[Opening Data for this task section]

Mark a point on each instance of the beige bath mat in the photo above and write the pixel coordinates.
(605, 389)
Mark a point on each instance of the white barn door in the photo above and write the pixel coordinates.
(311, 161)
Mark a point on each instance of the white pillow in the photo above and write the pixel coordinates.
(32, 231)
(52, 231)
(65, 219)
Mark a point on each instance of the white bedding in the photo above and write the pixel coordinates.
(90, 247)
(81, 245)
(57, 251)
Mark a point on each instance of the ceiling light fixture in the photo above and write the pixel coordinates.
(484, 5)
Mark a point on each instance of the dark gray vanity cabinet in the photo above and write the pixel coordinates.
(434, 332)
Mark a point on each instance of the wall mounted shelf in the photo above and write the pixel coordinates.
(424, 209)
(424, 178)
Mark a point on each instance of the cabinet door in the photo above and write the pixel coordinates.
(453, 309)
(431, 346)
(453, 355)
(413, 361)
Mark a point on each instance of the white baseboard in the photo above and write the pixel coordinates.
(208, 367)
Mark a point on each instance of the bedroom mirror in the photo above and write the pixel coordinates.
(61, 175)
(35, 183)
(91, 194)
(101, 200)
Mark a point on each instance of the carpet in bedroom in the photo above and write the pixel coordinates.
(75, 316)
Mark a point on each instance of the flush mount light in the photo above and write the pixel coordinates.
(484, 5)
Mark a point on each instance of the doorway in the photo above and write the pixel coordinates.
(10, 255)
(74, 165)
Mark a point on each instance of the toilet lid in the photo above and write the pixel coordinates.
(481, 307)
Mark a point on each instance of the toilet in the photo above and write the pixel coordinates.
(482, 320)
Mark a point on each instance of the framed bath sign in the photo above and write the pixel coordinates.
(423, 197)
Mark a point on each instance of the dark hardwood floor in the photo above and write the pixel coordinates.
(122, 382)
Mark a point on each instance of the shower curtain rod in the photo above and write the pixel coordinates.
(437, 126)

[Closing Data for this task section]

What you are asked to do
Could you retype each record exactly as it appears?

Task solution
Mark a point on each instance of the beige bath mat in the photo above and write the pixel coordinates.
(605, 389)
Mark a point on each instance of the white barn door in the photo above and write the pixel coordinates.
(311, 161)
Mark a point on each instance of the white pillow in the photo above and write the pixel coordinates.
(32, 231)
(52, 231)
(65, 219)
Mark a point on each instance of the white bedding in the photo above and write the pixel coordinates.
(90, 247)
(81, 245)
(57, 251)
Mark a point on each instance of the ceiling light fixture in the photo above and write the pixel coordinates.
(484, 5)
Mark a point on each instance of the dark gray vanity cabinet in the photo above and write the pixel coordinates.
(434, 332)
Mark a point on each instance of the wall mounted shelf in the photo above and write the pixel coordinates.
(424, 209)
(424, 178)
Mark a point on each instance of the cabinet door in the photo above and write the pixel coordinates.
(453, 309)
(431, 346)
(453, 355)
(413, 361)
Mark a point on each instance of the white baseboard in the photo above and write the pixel coordinates.
(208, 367)
Mark a point on each instance of the bedroom mirror in the photo above and write the pixel coordinates.
(61, 175)
(35, 183)
(91, 194)
(101, 200)
Mark a point on each instance of the carpet in bedroom in the photo above and write the pixel coordinates.
(75, 316)
Mark a point on each instance of the flush mount light in the photo above and write the pixel coordinates.
(484, 5)
Mark a point on each instance of the doorway in the photo above and write the pixel coordinates.
(10, 255)
(74, 165)
Mark a point on each instance of the toilet lid in the photo above and write the pixel coordinates.
(481, 307)
Mark a point on each instance of the toilet in the photo above and write the pixel coordinates.
(482, 320)
Mark a point on each instance of the framed bath sign in the photo above and write the pixel coordinates.
(423, 197)
Mark a point on each instance of the dark hardwood floor in the photo above and write the pixel coordinates.
(122, 382)
Mark a point on each instance of the shower curtain rod in the photo above and write the pixel coordinates.
(437, 126)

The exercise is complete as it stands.